## PASSAGE PROVIDED
"""

There are special considerations that you should be aware of when handling certain types of withdrawals:
Cheques and bank drafts: You should be aware that cheques leave a better audit trail (clear documentation of the original transaction) than bank drafts. Cheques, including certified cheques, are your records and you must arrange for your financial institution to provide you with the cancelled cheques (or cheque images—both front and back) along with your bank statements each month as required by s. 18(10) of By-Law 9 (see Step 7, below).
Bank drafts are the financial institution's records. Financial institutions do not usually retain their original records for the 10-year time period that you are required to keep your trust records. Returned cheques confirm that the funds have cleared and have the endorsement details on the back. Your copy of a bank draft will not confirm any of this information, and you may have to spend time and money to obtain a copy of the bank draft from your financial institution to prove payment.
You must not issue cheques or bank drafts payable to "cash" or "bearer," and you should not withdraw cash from the trust account unless the initial retainer was received by you in cash. In the event a client has paid you a retainer in cash and wishes any unused portion of that retainer to be refunded to them, they should confirm, in writing, that the balance of the retainer was returned to them in cash and you must ensure that you retain the documentation from your institution acknowledging the withdrawal of cash, noting the name and file number of the client.
NOTE: Most financial institutions are returning only the scanned copies of cancelled cheques (cheque images) to account holders. While these cheque images are sufficient to meet the requirements of s. 18(10) of By-Law 9, you must ensure that you obtain original copies of the cheque images (both front and back of cheque) and keep them on file for the required period of time (see Step 7, below). If you choose to maintain imaged cheques in an electronic format rather than a paper copy, you should check with your financial institution to determine how long the images will be accessible through the financial institution's website and, if necessary, make arrangements to download the images for compliance purposes. Law firms must ensure the cheque images can be printed, if required, during the ten-year retention period and to ensure that the printed images will be legible.

"""

## RECORDED INFORMATION
"""

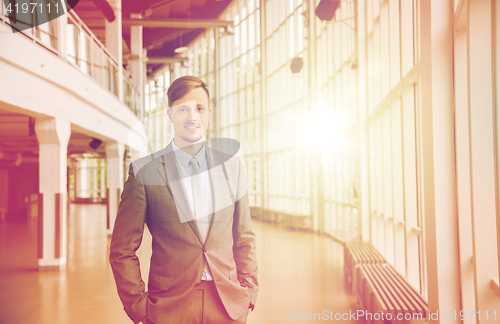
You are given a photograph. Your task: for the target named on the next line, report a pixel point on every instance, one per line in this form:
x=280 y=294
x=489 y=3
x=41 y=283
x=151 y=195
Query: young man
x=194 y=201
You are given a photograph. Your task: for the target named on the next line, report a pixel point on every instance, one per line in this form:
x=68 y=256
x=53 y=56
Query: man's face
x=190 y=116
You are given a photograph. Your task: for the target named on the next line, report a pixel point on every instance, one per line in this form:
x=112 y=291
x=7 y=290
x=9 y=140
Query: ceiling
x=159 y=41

"""
"""

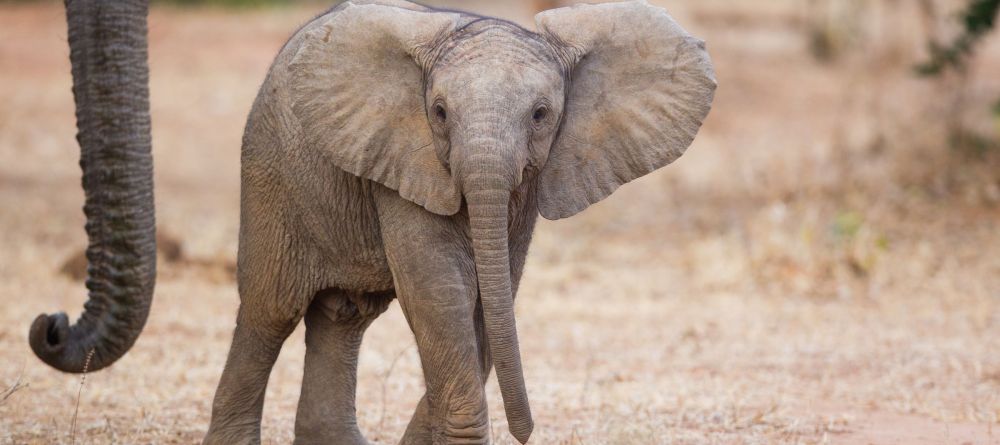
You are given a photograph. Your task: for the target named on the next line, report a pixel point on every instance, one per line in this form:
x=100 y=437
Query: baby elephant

"""

## TASK REQUIREMENTS
• 1. Answer these questions from the text on trust account withdrawals:
(a) For how many years must trust records be kept?
(b) Which section of By-Law 9 requires cancelled cheques to be provided with the monthly bank statements?
(c) To which two payees must cheques or bank drafts not be issued?
• 2. Reproduce the stretch of the text on trust account withdrawals from "Bank drafts are" through "to prove payment.".
The material plays no part in what follows.

## RESPONSES PER TASK
• 1.
(a) 10 years
(b) s. 18(10)
(c) "cash" or "bearer"

• 2.
Bank drafts are the financial institution's records. Financial institutions do not usually retain their original records for the 10-year time period that you are required to keep your trust records. Returned cheques confirm that the funds have cleared and have the endorsement details on the back. Your copy of a bank draft will not confirm any of this information, and you may have to spend time and money to obtain a copy of the bank draft from your financial institution to prove payment.